> [PROBLEM 1]
Reproduce word for word the passage of the blog post on Innocence that opens with the words containing "01. 07. 2024" and closes with "Kafka’s prose evokes.".

Start of DOCUMENT EXTRACT

Blog

01. 07. 2024

Anmol Vellani: But is this Kafka?

The play Innocence, photographed by Mythili P.

Writer and director Anmol Vellani’s Innocence, a play based on Kafka’s The Trial, suggests that India has become more Kafkaesque in recent times. He wonders, however, whether the demands of drama and the Indian setting have made it harder for the play to replicate the darkness, dread and disorientation that Kafka’s prose evokes. 

The Trial as theatre

Everyone who has read Franz Kafka’s The Trial would immediately recognise that it is the source text for Innocence, a play I wrote and directed with support from the Goethe-Institut, Bangalore. Even though Innocence is set in 21st-century India, the novel’s sequence of events, its key characters and their relationships and interactions, reappear in the play.

Writing a play based on material drawn from The Trial, but less than one-third its length, posed its own challenges. Many episodes had to be shortened or removed altogether; some characters had to be omitted. Sometimes the demands of drama forced my hand in other ways. I found the need to merge many characters into one, invent the odd scene or interplay between the characters, place material from one scene in the novel in a different scene in the play, and so on. But despite these changes, the play stays close to the central narrative of the novel.

The play Innocence, photographed by Mythili P.

End of DOCUMENT EXTRACT

> [PROBLEM 2]
Recast the lines of the records from the line containing "off-shoulder pink dress" through the end of the records as a JSON list of strings, one string per line, leaving out blank lines.

Start of MATERIAL TO PROCESS

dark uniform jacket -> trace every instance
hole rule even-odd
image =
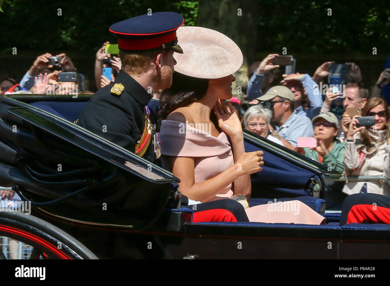
[[[113,95],[110,91],[115,83],[124,87],[120,96]],[[115,82],[99,89],[92,97],[77,124],[134,153],[145,126],[145,107],[152,97],[152,95],[121,70]],[[152,111],[149,118],[156,126],[156,118]],[[152,138],[143,157],[151,161],[155,158]]]

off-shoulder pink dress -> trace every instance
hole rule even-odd
[[[226,134],[222,132],[214,137],[205,132],[210,131],[208,127],[207,124],[192,126],[163,120],[160,128],[161,154],[193,157],[195,182],[213,178],[234,163]],[[164,156],[161,158],[163,166],[171,170],[169,161]],[[230,184],[210,200],[230,198],[233,195],[231,188]],[[255,206],[246,209],[245,212],[249,221],[253,222],[319,225],[325,221],[323,217],[298,200]]]

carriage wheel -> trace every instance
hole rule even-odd
[[[44,221],[18,212],[0,211],[0,237],[34,247],[33,259],[98,259],[74,238]],[[0,248],[0,259],[5,258]]]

End of MATERIAL TO PROCESS

> [COMPLETE RESPONSE 1]
01. 07. 2024

Anmol Vellani: But is this Kafka?

The play Innocence, photographed by Mythili P.

Writer and director Anmol Vellani’s Innocence, a play based on Kafka’s The Trial, suggests that India has become more Kafkaesque in recent times. He wonders, however, whether the demands of drama and the Indian setting have made it harder for the play to replicate the darkness, dread and disorientation that Kafka’s prose evokes.

> [COMPLETE RESPONSE 2]
[
  "off-shoulder pink dress -> trace every instance",
  "hole rule even-odd",
  "[[[226,134],[222,132],[214,137],[205,132],[210,131],[208,127],[207,124],[192,126],[163,120],[160,128],[161,154],[193,157],[195,182],[213,178],[234,163]],[[164,156],[161,158],[163,166],[171,170],[169,161]],[[230,184],[210,200],[230,198],[233,195],[231,188]],[[255,206],[246,209],[245,212],[249,221],[253,222],[319,225],[325,221],[323,217],[298,200]]]",
  "carriage wheel -> trace every instance",
  "hole rule even-odd",
  "[[[44,221],[18,212],[0,211],[0,237],[34,247],[33,259],[98,259],[74,238]],[[0,248],[0,259],[5,258]]]"
]